• _Tarefas_
A - Responda a estas perguntas sobre o texto da aclamação do rei de Portugal:
(i) Que simbolizava a aclamação em praça pública?
(ii) Aos pés de que estátua colocou D. João IV a sua coroa?
(iii) De que rei foi a última aclamação e em que data?
B - Prossiga o texto sobre a aclamação do rei de Portugal a partir da última frase apresentada.

══ Texto para ler ══

Aclamação do Rei de Portugal

A aclamação do rei de Portugal era a cerimónia ritual em que o herdeiro ao trono ascendia a monarca de Portugal.

Aclamação de D. Manuel II, na varanda do Palácio de São Bento, em Lisboa.

Por tradição, os reis de Portugal não eram coroados, mas existindo no seu lugar uma Aclamação em praça pública que simbolizava a comunhão entre soberanos e súbditos e a própria natureza contratualista da Monarquia portuguesa[1].

Apesar de os monarcas portugueses nunca terem sido obrigados a usar uma coroa durante a cerimónia de aclamação, podem ter existido monarcas que a tenham efectivamente usado. Embora não exista documentação que comprove este facto, os monarcas portugueses usavam uma coroa noutras ocasiões. Quando D. João IV se tornou rei de Portugal em 1640 e foi deposta a Casa de Habsburgo, colocou a sua coroa aos pés de uma estátua de Nossa Senhora da Imaculada Conceição, declarando-a "a verdadeira Rainha de Portugal". Desde então é um facto de que os monarcas portugueses nunca usaram uma coroa.

A última aclamação foi a do rei Manuel II de Portugal, a 6 de maio de 1908.

História editar

 
Aclamação de D. João IV de Portugal, por Veloso Salgado, no Museu Militar de Lisboa.

═══
══ Dados fornecidos ══

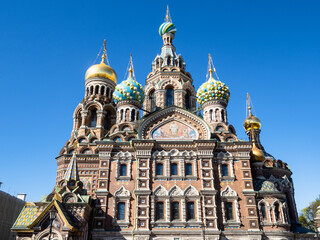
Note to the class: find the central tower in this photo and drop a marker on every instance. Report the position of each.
(168, 83)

═══

• _Respostas_
A -
(i) A comunhão entre soberanos e súbditos e a própria natureza contratualista da Monarquia portuguesa.
(ii) De uma estátua de Nossa Senhora da Imaculada Conceição.
(iii) Do rei Manuel II de Portugal, a 6 de maio de 1908.

B -
Apesar de certos monarcas antes de João IV puderem ter tido realizado uma cerimónia de coroação, esta não foi uma tradição praticada pelos monarcas portugueses, nem nunca foi documentada tal pratica. Tendo sido sempre optado, portanto, por uma aclamação.

A entronização do rei de Portugal denominava-se primitivamente por alçamento ou alevantamento, sendo o termo de aclamação uma designação posterior a esta cerimónia. Esta nunca teve um ritual fixo, ao contrário da grande maioria das monarquias europeias, nem teve um lugar próprio e fixo para a realização desta cerimónia, tendo sido realizada, portanto, em diversos locais. Inicialmente até ao final da segunda dinastia era, normalmente, no local onde o novo monarca recebesse noticias da morte do seu antecessor. Ou seja, era até este período uma cerimónia simples, improvisada, que ocorria geralmente com 1 dia de intervalo entre conhecimento do novo monarca da morte do seu antecessor e a realização da entronização. Pode-se então concluir que a entronização dos monarcas portugueses teve, até ao fim da dinastia de Avis, um carácter prático, popular e laico em vez de formal e religioso. Contudo existiram diversas tentativas por parte de diversos monarcas portugueses, como por exemplo de D. Duarte I, de estabelecerem um ritual de sagração e de coroação estabelecendo por isso diversas diligências junto da Santa Sé. Contudo estas tentativas foram abandonadas, devido ao pouco interesse nesses rituais.

Finda a Dinastia de Avis, a entronização dos Filipes, à excepção de Filipe I, que foi aclamado rei de Portugal nas cortes de Tomar, foram todas realizadas em Espanha.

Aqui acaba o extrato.